--- TASK TO COMPLETE ---
Each entry must be reproduced precisely as it stands.

--- AVAILABLE RECORDS ---
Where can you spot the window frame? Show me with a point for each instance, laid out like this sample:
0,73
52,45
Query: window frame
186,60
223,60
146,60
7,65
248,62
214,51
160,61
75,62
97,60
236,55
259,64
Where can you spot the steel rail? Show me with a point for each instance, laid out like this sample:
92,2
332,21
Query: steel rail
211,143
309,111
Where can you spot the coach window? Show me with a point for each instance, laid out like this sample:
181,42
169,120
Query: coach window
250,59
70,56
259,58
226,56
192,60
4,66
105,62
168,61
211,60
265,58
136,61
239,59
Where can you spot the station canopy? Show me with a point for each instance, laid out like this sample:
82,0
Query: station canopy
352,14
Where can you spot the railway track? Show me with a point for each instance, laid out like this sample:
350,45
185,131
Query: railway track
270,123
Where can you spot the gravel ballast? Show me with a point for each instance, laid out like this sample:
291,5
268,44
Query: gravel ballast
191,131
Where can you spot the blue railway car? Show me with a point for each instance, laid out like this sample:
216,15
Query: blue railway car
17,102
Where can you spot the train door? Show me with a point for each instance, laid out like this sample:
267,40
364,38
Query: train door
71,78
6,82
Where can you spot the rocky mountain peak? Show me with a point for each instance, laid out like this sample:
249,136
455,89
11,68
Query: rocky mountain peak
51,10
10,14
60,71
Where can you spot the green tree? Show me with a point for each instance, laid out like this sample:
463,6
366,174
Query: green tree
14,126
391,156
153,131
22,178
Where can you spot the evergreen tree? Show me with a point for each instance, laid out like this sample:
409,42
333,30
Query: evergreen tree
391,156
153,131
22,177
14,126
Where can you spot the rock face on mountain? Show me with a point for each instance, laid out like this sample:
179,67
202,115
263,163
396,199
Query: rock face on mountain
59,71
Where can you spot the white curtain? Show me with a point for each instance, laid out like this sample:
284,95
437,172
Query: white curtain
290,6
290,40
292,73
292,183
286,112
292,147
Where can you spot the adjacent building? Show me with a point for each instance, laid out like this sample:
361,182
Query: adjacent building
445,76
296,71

--- RESULT OF THIS EXERCISE ---
Where can you spot the window frame? Show me with a point for each instance, laid out like this sample:
0,73
52,45
Query: window frame
186,60
223,60
146,60
7,65
248,62
214,51
160,61
75,62
97,60
236,55
259,64
Where can you spot the steel rail? Show me with a point for each instance, laid out like this sample:
92,2
332,21
Query: steel rail
211,143
309,111
Where can you spot the coach window? Show me with a point for each instance, laid out like this sample:
181,42
169,120
Query: coach window
250,59
70,56
259,58
226,56
192,60
4,66
105,62
168,61
211,60
265,58
136,61
239,59
Where can you spot the station canopy? Show me with a point for each instance, laid out like this sample:
82,0
Query: station canopy
352,14
Where can you spot the railway track? Show me with a point for each instance, laid out like this sample:
350,45
185,131
Query: railway track
270,123
Where can you spot the gravel ballast? Show me with a point for each instance, laid out like this sample:
291,5
268,44
Query: gravel ballast
191,131
Where can you spot the blue railway car? Show me with a point for each instance, laid out like this sample:
216,15
Query: blue railway car
17,102
Where can you spot the train door? Show me with a point for each instance, laid out like this sample:
267,40
364,38
Query: train door
71,78
6,82
Where can you spot the rocky mountain peak? Show me with a point for each instance, laid out like this sample:
249,136
455,89
11,68
Query: rocky mountain peak
51,10
10,14
60,71
Where can you spot the green tree? Show me with a point for each instance, laid out like this sample:
463,6
366,174
Query: green tree
14,126
391,156
153,131
22,178
Where can you spot the evergreen tree? Show me with a point for each instance, laid out like this sample:
409,42
333,30
Query: evergreen tree
391,156
153,131
22,177
14,126
Where can you spot the rock face on mountain? Show me with a point for each instance, laid out like this sample:
179,67
202,115
263,163
396,199
Query: rock face on mountain
59,71
Where can you spot the white curtain? Show me with a point for each instance, laid out like this sample:
284,95
437,172
Query: white curtain
290,6
290,40
292,73
292,183
286,112
292,147
Where can you spot the adjacent building? Show me with a point for each instance, laid out like this sample:
361,182
Query: adjacent building
445,76
296,71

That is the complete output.